Recorded data
◆ ◆ ◆

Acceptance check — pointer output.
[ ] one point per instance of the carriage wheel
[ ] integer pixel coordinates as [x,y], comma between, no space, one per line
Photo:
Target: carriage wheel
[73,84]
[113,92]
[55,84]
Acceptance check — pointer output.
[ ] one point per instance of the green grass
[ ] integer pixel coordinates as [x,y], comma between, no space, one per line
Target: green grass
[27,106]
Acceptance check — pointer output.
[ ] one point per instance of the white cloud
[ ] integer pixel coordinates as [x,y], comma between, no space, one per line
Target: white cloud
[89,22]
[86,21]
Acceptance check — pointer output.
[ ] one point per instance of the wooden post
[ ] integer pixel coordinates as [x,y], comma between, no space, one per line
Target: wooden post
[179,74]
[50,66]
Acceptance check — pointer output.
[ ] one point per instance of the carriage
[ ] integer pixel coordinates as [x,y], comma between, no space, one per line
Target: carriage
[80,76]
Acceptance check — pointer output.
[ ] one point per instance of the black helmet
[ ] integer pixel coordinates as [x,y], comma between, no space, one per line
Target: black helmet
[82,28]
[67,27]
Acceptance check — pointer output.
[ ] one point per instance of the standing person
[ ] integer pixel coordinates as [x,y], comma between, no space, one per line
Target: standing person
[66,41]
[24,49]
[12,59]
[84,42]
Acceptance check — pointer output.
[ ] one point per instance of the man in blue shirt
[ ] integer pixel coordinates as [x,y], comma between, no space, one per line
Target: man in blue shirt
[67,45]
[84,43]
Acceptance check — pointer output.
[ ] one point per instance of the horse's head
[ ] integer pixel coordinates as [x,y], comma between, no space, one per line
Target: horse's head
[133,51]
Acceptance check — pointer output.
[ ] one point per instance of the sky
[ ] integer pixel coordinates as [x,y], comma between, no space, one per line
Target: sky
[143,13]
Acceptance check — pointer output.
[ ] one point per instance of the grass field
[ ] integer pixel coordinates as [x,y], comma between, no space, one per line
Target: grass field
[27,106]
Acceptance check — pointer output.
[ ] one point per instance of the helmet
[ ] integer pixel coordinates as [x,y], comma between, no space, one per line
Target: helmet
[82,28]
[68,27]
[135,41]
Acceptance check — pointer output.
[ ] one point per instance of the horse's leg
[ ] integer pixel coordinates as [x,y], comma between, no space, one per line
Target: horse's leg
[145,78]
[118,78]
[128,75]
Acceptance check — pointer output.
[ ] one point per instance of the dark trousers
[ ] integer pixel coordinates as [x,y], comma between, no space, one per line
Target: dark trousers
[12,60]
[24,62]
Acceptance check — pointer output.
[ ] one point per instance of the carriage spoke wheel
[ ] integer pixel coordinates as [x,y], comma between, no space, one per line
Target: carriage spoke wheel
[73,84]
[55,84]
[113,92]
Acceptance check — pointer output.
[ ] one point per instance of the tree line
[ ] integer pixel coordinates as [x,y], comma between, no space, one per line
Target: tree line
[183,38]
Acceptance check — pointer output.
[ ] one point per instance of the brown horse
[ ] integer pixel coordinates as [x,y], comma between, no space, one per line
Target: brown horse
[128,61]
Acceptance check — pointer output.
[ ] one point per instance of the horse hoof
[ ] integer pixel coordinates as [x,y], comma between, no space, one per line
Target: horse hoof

◆ ◆ ◆

* Exercise *
Your job here is to copy the entries above exactly.

* Reply *
Acceptance check — pointer output.
[ ] one point per instance of the carriage wheel
[ ] integer pixel coordinates as [x,y], comma between, no space, one per line
Photo:
Target: carriage wheel
[73,84]
[113,92]
[55,84]
Acceptance check — pointer output.
[ ] one point per instance of the green grass
[ ] integer pixel coordinates as [x,y], comma between, no space, one per line
Target: green grass
[27,106]
Acceptance check — pointer output.
[ ] one point per instance of the white cloud
[ ] integer pixel coordinates as [x,y], comma between, no space, one per line
Target: white cloud
[89,22]
[86,21]
Acceptance check — pointer output.
[ ] one point per instance of the wooden post
[ ] integer pixel coordinates as [x,y], comma between, no space, one per line
Target: wooden post
[179,74]
[50,66]
Acceptance check — pointer output.
[ ] one point per instance of the carriage
[ ] integer pixel coordinates as [x,y], comma between, no space, one per line
Target: carriage
[80,76]
Acceptance check — pointer output.
[ ] one point per instance of the black helmet
[ ] integer pixel coordinates as [x,y], comma between, no space, one per line
Target: black helmet
[82,28]
[67,27]
Acceptance check — pointer output.
[ ] one point per instance of the standing person
[ ] integer pixel coordinates as [x,y], comma between, no space, one per line
Target: standing person
[66,41]
[24,49]
[12,59]
[84,42]
Acceptance check — pointer output.
[ ] one point per instance of the man in blue shirt
[ ] integer pixel coordinates as [x,y], comma between, no space, one per line
Target: man in blue shirt
[67,45]
[84,43]
Acceptance check — pointer output.
[ ] one point per instance of the horse's head
[ ] integer pixel coordinates as [x,y], comma between, no space, one per line
Target: horse's head
[133,51]
Acceptance check — pointer output.
[ ] one point per instance of the sky
[ ] integer pixel coordinates as [x,y], comma between, no space, one per line
Target: sky
[143,13]
Acceptance check — pointer output.
[ ] one point per instance of the grass field
[ ] integer pixel coordinates as [x,y], comma between, no space, one per line
Target: grass field
[27,106]
Acceptance check — pointer output.
[ ] one point per instance of the helmet
[ ] integer pixel coordinates as [x,y], comma between, no space, one per line
Target: helmet
[82,28]
[68,27]
[135,41]
Acceptance check — pointer output.
[ ] one point per instance of the horse's leg
[ ] integer pixel coordinates as [x,y], comma between, no space, one per line
Target: horse's leg
[145,78]
[118,78]
[128,75]
Acceptance check — pointer output.
[ ] one point per instance of the dark trousers
[ ] integer pixel coordinates as [x,y], comma between, no space, one per line
Target: dark trousers
[12,60]
[24,62]
Acceptance check — pointer output.
[ ] one point per instance of the carriage spoke wheel
[ ] integer pixel coordinates as [x,y], comma between, no space, one per line
Target: carriage spoke wheel
[73,84]
[55,84]
[113,92]
Acceptance check — pointer output.
[ ] one point per instance of the tree line
[ ] integer pixel coordinates as [x,y], comma between, no space, one per line
Target: tree line
[183,38]
Acceptance check — pointer output.
[ ] one point per instance of the brown horse
[ ] integer pixel coordinates as [x,y], comma between, no space, one per line
Target: brown horse
[128,61]
Acceptance check — pointer output.
[ ] one point per instance of the horse hoof
[ ] integer pixel coordinates as [x,y], comma between, no space, one per line
Target: horse hoof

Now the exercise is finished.